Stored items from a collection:
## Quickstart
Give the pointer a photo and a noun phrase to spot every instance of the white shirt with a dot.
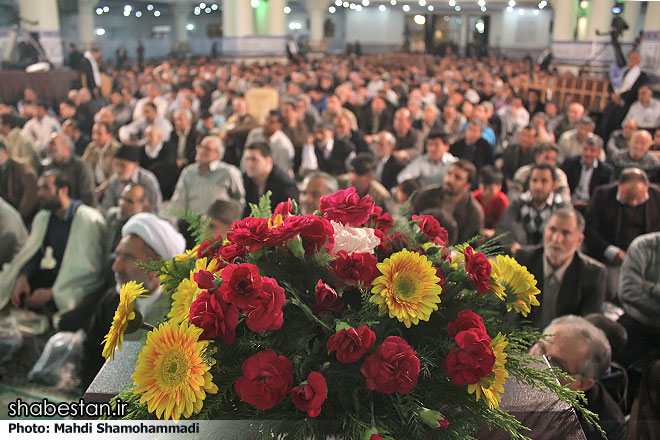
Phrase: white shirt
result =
(42, 130)
(647, 117)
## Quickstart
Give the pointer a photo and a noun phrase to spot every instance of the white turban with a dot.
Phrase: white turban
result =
(158, 234)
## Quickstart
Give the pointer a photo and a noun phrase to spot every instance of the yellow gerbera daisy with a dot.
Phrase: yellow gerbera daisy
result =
(172, 372)
(408, 288)
(123, 315)
(512, 283)
(188, 290)
(491, 388)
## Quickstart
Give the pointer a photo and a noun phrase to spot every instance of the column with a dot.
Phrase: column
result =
(86, 21)
(42, 17)
(564, 20)
(464, 30)
(277, 18)
(316, 10)
(651, 23)
(600, 17)
(630, 14)
(180, 12)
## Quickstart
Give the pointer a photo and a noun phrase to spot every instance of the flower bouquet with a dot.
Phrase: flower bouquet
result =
(343, 316)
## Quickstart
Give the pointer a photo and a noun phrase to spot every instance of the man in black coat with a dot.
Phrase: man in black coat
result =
(585, 172)
(473, 147)
(570, 282)
(261, 175)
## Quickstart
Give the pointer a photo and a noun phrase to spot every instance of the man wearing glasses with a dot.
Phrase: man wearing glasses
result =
(581, 350)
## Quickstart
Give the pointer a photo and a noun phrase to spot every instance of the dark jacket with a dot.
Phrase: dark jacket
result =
(468, 213)
(164, 168)
(336, 163)
(582, 289)
(604, 218)
(278, 183)
(482, 156)
(19, 188)
(391, 171)
(602, 174)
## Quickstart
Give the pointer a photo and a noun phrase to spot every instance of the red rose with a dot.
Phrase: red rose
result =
(351, 344)
(394, 367)
(310, 396)
(242, 284)
(267, 379)
(209, 247)
(204, 279)
(381, 220)
(479, 269)
(358, 267)
(264, 312)
(228, 253)
(472, 359)
(432, 229)
(284, 209)
(326, 300)
(466, 320)
(346, 207)
(316, 233)
(213, 315)
(250, 232)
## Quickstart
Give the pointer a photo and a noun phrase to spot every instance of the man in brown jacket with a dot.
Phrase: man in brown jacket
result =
(18, 184)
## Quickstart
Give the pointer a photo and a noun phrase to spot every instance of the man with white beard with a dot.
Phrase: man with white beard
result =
(570, 282)
(144, 237)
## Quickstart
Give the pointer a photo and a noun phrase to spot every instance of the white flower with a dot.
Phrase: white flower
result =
(350, 239)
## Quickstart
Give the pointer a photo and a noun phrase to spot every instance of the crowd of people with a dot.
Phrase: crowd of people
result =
(92, 183)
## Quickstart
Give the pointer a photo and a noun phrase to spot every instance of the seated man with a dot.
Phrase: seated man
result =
(582, 351)
(473, 147)
(454, 197)
(639, 293)
(616, 214)
(491, 198)
(362, 176)
(133, 199)
(570, 282)
(431, 167)
(13, 233)
(208, 179)
(316, 185)
(128, 170)
(77, 172)
(222, 214)
(262, 175)
(62, 261)
(144, 237)
(543, 153)
(638, 155)
(389, 165)
(525, 216)
(18, 184)
(585, 172)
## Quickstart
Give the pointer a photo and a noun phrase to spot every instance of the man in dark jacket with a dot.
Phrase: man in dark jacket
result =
(261, 175)
(570, 282)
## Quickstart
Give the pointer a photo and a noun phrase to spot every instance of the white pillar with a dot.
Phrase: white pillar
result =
(600, 17)
(180, 12)
(86, 21)
(243, 18)
(630, 14)
(564, 20)
(276, 17)
(464, 30)
(651, 23)
(316, 10)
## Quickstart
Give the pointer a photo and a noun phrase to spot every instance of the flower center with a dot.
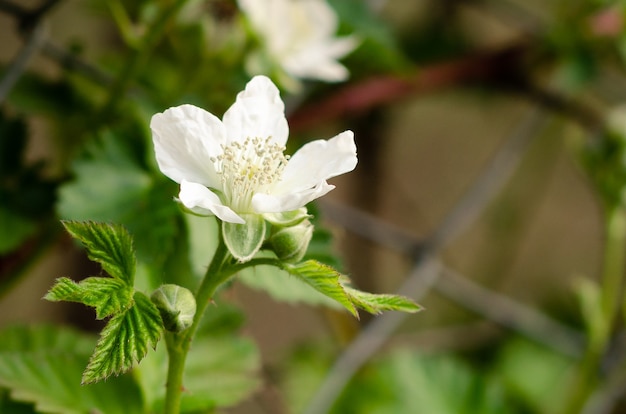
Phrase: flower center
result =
(249, 167)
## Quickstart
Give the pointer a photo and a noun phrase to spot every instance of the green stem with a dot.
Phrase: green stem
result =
(140, 57)
(611, 296)
(178, 343)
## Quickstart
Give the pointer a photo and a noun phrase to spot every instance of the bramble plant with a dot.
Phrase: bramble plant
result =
(162, 177)
(234, 170)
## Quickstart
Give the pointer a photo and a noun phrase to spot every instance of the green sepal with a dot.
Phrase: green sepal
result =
(377, 303)
(125, 340)
(107, 295)
(291, 243)
(177, 306)
(108, 244)
(324, 279)
(244, 240)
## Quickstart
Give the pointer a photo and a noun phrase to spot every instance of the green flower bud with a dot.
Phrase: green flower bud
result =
(290, 243)
(176, 305)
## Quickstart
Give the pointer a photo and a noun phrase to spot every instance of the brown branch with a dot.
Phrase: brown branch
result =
(380, 90)
(506, 69)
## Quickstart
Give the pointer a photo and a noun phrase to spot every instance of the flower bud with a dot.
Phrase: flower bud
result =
(176, 305)
(290, 243)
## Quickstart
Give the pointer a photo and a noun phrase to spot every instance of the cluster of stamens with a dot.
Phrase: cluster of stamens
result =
(249, 167)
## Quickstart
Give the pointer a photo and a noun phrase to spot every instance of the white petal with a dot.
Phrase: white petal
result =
(316, 162)
(257, 112)
(269, 203)
(201, 200)
(185, 138)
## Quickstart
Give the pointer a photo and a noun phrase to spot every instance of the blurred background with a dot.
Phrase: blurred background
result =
(474, 193)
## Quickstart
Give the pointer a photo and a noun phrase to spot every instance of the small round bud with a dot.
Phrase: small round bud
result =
(176, 305)
(290, 243)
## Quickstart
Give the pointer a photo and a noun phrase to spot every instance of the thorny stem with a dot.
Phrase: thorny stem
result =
(611, 295)
(222, 267)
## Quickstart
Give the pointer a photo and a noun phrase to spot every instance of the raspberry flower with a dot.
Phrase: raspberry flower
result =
(299, 37)
(236, 168)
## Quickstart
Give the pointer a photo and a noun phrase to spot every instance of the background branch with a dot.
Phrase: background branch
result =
(426, 267)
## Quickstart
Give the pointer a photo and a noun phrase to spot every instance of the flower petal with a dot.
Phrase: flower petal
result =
(257, 112)
(316, 162)
(185, 138)
(271, 203)
(199, 199)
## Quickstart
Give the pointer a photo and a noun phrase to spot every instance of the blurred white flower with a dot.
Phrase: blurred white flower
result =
(235, 168)
(299, 36)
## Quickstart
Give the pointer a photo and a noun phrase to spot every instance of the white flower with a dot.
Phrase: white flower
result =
(235, 168)
(299, 36)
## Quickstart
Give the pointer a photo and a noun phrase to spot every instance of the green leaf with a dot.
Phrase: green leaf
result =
(535, 374)
(125, 340)
(108, 244)
(244, 240)
(324, 279)
(282, 286)
(112, 186)
(108, 296)
(42, 365)
(406, 381)
(377, 303)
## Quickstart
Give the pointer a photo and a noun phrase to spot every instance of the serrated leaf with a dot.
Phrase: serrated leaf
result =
(108, 244)
(221, 371)
(111, 186)
(42, 365)
(282, 286)
(324, 279)
(108, 296)
(377, 303)
(125, 340)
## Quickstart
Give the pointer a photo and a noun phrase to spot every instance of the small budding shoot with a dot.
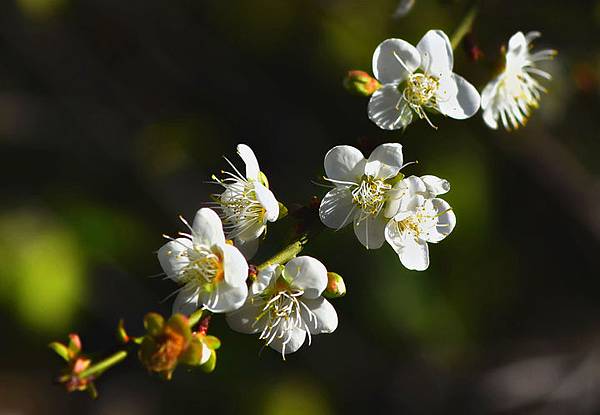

■ What is expected: In the records above, find the line that contains "Phrase: background branch", then write it out along with every line after it, exactly, through the last one. Leave the pictures out.

■ Written response:
Phrase: background branch
result =
(426, 267)
## Quickstart
Give the pointer a photo and a noun phrase to spot every instance of the flower petal with a dot.
Phrase: flower petal
result =
(257, 112)
(316, 162)
(185, 138)
(271, 203)
(199, 199)
## Quickstart
Give the pointer a photo and a noun phrase to spot every instance of the blurred white flower with a dot.
Phrase: blurred white flower
result =
(235, 168)
(299, 36)
## Quickstart
Give the pointer a photo and a noun phrase to spot every instance of the white flower with a dot.
Phrase: white flower
result =
(235, 168)
(299, 36)
## Quickstart
Give the pointer a photo and a noun phrase to spot every instance of the green leaf with a dot.
Phrase: green leaf
result =
(535, 374)
(125, 340)
(108, 244)
(244, 240)
(324, 279)
(282, 286)
(112, 186)
(108, 296)
(42, 365)
(406, 381)
(377, 303)
## Quickstart
Give the pointer a photo and a noun phrase to spot every instance of the serrated leaf with a dot.
Phrase: serrated leaf
result =
(108, 244)
(221, 371)
(111, 186)
(42, 365)
(282, 286)
(324, 279)
(108, 296)
(377, 303)
(125, 340)
## Quickstart
Give the pointer a photo and a noun phrase to spot every instance of the small budding shoot with a dot.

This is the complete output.